Work to do => Locate each line in the records below that contains the word "white" and copy those lines out in full.

Record excerpts =>

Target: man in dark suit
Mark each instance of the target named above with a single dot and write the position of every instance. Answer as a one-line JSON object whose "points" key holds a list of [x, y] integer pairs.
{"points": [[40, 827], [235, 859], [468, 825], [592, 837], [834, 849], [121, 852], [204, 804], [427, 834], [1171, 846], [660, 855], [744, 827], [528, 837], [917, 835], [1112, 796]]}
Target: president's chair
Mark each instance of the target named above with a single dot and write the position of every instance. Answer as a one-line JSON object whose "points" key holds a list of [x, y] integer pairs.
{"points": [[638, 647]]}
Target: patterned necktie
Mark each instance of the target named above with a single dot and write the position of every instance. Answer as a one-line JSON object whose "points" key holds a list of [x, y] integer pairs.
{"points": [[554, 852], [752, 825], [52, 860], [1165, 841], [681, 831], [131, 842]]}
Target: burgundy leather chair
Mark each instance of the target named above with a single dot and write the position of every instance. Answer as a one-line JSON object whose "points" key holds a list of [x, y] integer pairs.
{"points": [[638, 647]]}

--

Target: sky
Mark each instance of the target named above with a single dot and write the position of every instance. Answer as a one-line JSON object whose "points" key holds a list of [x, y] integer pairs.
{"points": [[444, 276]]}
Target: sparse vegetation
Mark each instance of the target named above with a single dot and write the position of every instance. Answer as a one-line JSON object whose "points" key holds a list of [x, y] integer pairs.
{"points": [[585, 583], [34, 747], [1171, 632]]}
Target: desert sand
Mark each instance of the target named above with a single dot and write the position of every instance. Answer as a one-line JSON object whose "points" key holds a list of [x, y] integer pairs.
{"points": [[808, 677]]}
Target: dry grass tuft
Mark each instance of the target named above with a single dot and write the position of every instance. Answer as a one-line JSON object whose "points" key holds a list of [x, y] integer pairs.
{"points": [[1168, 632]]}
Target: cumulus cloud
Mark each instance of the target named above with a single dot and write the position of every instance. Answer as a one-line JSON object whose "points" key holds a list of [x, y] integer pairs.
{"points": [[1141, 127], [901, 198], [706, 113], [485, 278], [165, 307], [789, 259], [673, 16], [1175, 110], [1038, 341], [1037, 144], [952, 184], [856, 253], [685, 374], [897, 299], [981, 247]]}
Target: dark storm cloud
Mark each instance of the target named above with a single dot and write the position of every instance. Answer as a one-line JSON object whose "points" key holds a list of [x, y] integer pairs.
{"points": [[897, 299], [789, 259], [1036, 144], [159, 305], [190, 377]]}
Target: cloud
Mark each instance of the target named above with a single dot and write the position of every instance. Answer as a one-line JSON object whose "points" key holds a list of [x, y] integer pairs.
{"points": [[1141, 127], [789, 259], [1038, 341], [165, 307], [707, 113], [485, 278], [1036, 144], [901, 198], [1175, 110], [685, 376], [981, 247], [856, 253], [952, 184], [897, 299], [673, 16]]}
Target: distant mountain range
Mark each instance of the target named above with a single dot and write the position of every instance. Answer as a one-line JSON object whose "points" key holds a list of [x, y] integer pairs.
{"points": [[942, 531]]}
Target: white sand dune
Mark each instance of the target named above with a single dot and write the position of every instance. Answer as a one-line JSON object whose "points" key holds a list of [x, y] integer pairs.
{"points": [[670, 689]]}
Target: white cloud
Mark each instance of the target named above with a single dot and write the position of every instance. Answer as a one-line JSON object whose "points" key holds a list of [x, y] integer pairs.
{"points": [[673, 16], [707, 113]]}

Written solution =>
Target: white sand dune
Target: white cloud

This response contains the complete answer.